■ **Required task**
Please count the lines of the records that contain the string "ground", treating uppercase and lowercase as different, and give only the number.

■ **Provided data**
■ ■ ■ ■ ■ ■ ■

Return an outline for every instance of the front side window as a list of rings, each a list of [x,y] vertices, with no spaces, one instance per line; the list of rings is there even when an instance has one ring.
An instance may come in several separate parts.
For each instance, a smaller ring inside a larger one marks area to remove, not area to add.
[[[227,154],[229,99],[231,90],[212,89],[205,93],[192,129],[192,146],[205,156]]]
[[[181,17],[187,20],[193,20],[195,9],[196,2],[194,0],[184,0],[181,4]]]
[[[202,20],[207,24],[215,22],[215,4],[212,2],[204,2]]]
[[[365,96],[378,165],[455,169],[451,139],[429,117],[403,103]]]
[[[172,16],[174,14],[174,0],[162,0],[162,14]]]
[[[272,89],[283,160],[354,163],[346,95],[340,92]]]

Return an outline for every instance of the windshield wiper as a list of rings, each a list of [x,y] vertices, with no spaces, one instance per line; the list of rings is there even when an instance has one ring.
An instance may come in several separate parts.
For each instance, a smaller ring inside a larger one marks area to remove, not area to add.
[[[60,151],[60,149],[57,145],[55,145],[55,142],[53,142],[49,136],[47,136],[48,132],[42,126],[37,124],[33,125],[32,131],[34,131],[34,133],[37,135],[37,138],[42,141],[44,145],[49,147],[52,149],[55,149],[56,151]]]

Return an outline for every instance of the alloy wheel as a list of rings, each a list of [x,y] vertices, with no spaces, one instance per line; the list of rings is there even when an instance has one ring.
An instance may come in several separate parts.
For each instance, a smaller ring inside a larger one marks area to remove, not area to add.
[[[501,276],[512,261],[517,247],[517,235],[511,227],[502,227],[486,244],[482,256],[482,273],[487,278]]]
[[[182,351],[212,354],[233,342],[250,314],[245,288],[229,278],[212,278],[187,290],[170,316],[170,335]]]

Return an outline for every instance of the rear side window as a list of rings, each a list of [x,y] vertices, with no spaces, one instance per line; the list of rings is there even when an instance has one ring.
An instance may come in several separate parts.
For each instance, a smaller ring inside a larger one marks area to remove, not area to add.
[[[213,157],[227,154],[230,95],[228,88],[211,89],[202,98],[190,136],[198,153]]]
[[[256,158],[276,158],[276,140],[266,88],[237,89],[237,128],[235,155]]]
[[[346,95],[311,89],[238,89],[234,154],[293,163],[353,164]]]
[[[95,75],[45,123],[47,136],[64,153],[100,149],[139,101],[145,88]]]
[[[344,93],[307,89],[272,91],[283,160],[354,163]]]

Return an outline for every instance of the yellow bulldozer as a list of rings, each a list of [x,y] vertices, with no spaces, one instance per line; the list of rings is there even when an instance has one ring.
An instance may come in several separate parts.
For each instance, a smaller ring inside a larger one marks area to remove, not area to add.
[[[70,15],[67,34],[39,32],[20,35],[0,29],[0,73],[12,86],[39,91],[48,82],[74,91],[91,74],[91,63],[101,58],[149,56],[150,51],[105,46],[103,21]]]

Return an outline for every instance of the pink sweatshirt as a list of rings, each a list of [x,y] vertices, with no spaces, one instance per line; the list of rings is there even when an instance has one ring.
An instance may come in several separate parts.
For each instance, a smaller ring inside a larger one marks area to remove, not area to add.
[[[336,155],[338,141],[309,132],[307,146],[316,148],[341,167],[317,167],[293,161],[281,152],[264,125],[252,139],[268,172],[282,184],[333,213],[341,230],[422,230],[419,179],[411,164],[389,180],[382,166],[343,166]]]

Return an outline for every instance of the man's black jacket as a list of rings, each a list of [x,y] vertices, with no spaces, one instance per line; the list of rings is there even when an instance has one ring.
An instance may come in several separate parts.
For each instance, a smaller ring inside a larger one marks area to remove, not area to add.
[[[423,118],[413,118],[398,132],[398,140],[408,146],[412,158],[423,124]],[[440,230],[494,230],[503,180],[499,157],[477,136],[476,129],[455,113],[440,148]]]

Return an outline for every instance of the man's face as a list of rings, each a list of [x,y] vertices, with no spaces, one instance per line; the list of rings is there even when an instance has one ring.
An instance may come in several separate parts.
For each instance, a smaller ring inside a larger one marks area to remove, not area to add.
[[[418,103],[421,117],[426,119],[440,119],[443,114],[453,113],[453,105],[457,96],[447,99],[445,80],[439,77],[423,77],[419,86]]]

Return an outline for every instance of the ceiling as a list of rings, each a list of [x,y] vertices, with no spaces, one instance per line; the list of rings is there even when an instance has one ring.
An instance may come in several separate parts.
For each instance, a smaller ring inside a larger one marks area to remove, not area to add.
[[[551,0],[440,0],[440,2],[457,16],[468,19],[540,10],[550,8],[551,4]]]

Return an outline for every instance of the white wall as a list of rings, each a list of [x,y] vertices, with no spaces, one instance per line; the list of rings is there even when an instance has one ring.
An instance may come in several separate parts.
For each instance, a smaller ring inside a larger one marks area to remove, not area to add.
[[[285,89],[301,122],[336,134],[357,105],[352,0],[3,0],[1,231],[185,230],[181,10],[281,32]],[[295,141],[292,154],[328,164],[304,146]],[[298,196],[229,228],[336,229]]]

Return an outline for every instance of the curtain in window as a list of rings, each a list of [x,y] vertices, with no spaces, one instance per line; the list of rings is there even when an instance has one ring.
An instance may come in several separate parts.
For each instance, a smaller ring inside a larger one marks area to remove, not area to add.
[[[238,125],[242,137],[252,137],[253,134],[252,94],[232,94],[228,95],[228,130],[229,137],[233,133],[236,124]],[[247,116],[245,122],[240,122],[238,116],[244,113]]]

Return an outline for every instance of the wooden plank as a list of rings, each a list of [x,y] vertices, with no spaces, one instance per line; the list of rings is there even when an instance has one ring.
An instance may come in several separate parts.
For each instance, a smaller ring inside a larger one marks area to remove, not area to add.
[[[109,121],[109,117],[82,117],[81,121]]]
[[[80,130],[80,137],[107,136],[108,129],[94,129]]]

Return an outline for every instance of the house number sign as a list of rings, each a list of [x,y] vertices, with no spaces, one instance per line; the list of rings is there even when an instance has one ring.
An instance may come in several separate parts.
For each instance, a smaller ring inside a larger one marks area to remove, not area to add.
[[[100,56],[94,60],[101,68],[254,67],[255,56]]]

■ ■ ■ ■ ■ ■ ■

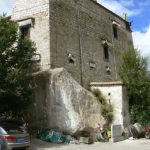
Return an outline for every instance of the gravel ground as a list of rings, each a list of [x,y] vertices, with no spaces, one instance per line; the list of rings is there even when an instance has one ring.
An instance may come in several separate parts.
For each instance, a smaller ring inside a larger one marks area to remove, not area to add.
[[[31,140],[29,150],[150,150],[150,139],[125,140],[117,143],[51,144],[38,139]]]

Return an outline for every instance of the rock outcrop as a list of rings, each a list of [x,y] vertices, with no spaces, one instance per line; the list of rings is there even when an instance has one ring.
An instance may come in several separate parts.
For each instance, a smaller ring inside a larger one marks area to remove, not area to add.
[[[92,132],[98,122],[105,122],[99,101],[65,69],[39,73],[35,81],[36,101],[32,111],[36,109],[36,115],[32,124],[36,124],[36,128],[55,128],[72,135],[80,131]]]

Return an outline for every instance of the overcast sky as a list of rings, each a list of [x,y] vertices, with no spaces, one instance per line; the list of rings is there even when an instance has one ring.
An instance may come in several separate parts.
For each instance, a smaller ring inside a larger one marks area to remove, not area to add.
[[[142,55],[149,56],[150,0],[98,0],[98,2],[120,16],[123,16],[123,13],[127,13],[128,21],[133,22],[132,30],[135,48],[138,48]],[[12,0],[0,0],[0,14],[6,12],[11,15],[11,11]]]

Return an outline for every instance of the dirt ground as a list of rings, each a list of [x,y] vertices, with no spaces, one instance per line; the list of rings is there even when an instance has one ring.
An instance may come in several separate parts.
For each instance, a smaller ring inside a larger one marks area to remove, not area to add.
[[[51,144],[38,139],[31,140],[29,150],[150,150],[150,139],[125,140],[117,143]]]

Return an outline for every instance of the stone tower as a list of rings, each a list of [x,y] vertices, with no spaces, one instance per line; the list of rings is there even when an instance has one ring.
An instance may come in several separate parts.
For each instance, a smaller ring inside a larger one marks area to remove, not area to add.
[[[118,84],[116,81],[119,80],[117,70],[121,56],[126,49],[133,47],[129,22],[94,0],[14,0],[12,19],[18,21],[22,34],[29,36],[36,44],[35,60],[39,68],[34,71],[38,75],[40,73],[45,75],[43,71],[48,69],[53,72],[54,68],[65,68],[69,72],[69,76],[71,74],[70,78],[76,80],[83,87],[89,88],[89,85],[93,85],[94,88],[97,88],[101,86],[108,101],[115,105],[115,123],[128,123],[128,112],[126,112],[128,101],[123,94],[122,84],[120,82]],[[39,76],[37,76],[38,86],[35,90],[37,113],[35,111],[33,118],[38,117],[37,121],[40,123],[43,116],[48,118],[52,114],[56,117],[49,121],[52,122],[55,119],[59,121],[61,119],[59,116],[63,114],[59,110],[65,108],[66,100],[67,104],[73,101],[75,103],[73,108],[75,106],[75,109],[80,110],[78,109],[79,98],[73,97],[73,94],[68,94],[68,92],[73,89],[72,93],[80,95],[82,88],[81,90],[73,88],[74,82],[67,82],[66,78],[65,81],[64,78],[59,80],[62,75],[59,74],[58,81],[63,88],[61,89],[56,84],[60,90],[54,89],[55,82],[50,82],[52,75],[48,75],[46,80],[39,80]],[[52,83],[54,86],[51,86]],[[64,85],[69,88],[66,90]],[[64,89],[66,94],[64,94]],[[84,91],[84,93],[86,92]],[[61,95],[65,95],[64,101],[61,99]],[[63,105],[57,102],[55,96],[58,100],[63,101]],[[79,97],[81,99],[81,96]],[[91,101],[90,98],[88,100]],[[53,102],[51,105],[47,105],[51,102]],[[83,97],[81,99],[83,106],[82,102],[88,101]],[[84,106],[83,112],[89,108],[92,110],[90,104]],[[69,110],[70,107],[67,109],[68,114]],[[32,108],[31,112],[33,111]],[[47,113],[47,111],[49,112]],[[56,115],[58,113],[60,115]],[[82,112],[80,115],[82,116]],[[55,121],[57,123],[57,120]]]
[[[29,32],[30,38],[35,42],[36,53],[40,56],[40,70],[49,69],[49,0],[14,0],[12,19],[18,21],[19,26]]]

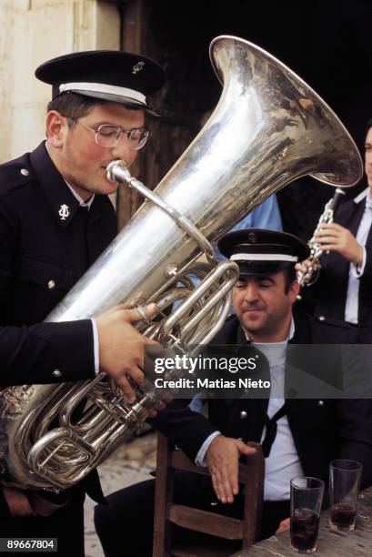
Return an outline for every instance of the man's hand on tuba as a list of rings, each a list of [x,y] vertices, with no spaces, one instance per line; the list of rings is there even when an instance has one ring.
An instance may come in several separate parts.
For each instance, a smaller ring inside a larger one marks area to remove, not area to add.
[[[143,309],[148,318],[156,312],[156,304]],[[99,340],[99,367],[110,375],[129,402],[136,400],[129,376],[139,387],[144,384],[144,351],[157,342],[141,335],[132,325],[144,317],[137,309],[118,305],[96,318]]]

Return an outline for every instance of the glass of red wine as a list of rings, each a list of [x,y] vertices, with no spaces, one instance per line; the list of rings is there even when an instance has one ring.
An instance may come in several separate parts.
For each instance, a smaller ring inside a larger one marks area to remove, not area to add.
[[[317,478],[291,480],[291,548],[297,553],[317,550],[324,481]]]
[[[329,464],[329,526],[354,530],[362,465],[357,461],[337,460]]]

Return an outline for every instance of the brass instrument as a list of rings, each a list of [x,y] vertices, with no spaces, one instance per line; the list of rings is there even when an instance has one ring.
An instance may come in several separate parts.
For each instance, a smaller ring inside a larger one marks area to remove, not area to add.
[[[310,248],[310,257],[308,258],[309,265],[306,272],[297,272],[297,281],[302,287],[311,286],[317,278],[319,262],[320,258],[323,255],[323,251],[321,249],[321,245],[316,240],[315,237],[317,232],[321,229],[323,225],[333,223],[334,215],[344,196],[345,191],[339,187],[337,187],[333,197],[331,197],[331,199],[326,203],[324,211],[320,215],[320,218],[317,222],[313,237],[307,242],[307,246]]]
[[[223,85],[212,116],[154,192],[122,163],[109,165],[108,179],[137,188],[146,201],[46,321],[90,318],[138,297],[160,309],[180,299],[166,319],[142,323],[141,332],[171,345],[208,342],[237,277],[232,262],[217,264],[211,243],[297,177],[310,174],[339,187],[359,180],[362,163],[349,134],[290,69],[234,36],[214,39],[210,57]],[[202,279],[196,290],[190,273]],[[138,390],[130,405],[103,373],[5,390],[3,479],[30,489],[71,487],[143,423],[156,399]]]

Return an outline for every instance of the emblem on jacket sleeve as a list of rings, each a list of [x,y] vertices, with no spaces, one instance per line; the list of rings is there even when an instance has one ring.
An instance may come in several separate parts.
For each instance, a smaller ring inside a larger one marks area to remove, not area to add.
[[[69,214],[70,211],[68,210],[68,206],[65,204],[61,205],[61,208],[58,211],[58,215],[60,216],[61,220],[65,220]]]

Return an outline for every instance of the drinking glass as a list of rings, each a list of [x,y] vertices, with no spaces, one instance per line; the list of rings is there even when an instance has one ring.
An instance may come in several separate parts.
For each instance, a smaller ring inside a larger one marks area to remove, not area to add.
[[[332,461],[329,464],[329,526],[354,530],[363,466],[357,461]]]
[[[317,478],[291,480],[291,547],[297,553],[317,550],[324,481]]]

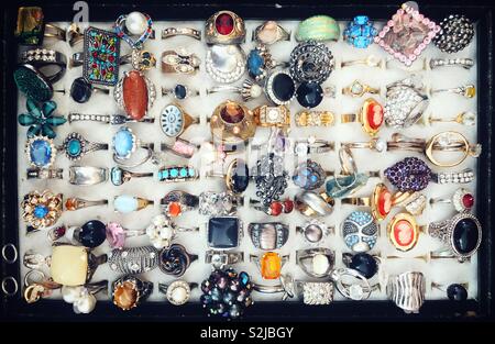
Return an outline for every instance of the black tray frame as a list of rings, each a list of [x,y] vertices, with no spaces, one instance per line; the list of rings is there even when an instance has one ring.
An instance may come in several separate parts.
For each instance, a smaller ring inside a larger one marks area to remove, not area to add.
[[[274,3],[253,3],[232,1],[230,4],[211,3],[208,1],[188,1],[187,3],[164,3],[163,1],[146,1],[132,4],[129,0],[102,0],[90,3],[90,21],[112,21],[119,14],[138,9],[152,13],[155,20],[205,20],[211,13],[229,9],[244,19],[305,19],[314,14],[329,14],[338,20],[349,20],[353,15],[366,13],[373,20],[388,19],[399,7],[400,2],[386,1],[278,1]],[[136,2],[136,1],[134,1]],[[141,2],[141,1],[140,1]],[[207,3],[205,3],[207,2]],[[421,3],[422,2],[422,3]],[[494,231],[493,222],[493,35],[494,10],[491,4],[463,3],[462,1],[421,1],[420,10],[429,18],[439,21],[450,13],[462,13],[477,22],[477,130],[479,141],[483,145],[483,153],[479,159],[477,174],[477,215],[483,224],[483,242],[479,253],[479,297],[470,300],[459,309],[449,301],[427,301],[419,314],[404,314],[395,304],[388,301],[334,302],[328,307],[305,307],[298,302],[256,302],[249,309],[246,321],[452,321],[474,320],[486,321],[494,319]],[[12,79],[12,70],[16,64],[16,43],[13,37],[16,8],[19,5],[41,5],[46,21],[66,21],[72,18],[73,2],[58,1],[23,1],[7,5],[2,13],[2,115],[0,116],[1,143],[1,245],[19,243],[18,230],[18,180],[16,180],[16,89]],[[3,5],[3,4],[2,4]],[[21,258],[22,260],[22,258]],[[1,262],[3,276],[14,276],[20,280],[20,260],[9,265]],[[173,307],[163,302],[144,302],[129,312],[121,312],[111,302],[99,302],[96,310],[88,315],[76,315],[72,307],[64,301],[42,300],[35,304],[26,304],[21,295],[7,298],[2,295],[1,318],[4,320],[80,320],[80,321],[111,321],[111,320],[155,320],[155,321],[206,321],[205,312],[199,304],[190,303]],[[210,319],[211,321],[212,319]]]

■ ■ ■ ■ ■ ■ ■

■ **Result of this task**
2